PROVIDED DATA START

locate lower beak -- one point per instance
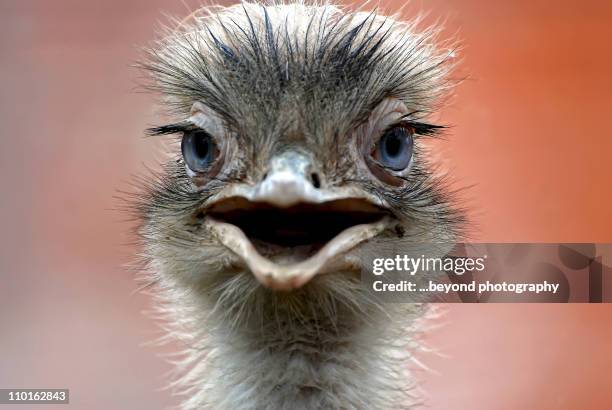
(289, 210)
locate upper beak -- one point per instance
(291, 184)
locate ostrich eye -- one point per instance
(199, 150)
(394, 149)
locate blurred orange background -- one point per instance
(530, 137)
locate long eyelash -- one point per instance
(420, 128)
(176, 128)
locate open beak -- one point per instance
(288, 228)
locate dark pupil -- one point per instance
(393, 144)
(201, 146)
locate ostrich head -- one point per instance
(300, 130)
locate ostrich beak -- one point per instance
(288, 228)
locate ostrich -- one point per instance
(300, 130)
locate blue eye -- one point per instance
(199, 150)
(394, 149)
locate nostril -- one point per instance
(316, 181)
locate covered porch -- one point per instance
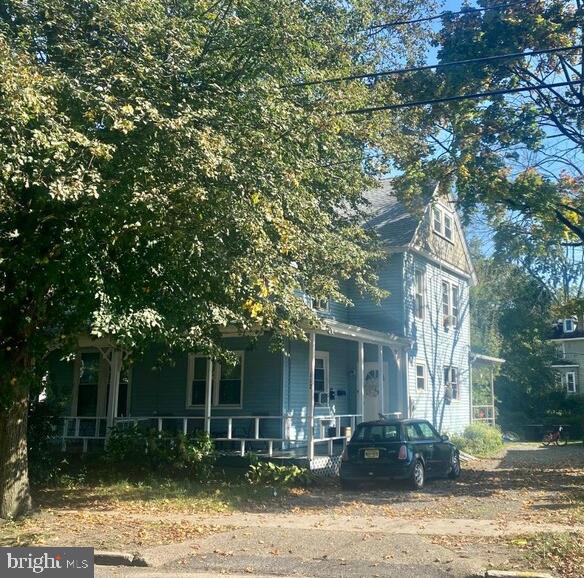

PROVIDED DATA END

# REQUIREMENT:
Copy exactly the lines from the line containing "locate open beak -- one point per instance" through the last line of the records, both included, and omit every picture.

# EXPECTED OUTPUT:
locate open beak -- one point per instance
(288, 228)
locate dark pupil -- one point per instance
(393, 144)
(201, 146)
locate ostrich head -- one point per instance
(300, 130)
locate ostrich beak -- one point per instance
(288, 228)
locate ostrich -- one point per instance
(300, 130)
locate blue eye -- one point per instance
(199, 150)
(394, 149)
locate nostril -- one point per instance
(316, 181)
locate covered porch -- one point per instance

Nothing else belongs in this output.